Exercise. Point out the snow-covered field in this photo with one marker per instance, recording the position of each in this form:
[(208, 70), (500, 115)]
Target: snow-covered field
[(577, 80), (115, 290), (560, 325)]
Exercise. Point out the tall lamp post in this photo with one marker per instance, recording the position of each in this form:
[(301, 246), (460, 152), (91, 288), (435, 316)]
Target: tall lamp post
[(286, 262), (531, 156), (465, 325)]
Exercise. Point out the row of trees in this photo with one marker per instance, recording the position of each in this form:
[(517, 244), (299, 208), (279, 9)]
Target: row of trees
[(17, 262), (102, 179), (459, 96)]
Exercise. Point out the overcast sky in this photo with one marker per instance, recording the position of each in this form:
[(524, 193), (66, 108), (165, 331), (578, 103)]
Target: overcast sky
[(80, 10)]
☆ ☆ ☆
> **EXERCISE**:
Output exactly the lines from the one holding "Target: row of trees" to the end of the material above, with both ends included.

> **TASK RESPONSE**:
Target: row of trees
[(17, 262), (102, 179), (459, 96)]
Exercise. Point out the overcast sky in this photo with one marker per instance, recording the position of each in this form:
[(524, 193), (66, 108), (165, 331), (578, 103)]
Target: overcast sky
[(80, 10)]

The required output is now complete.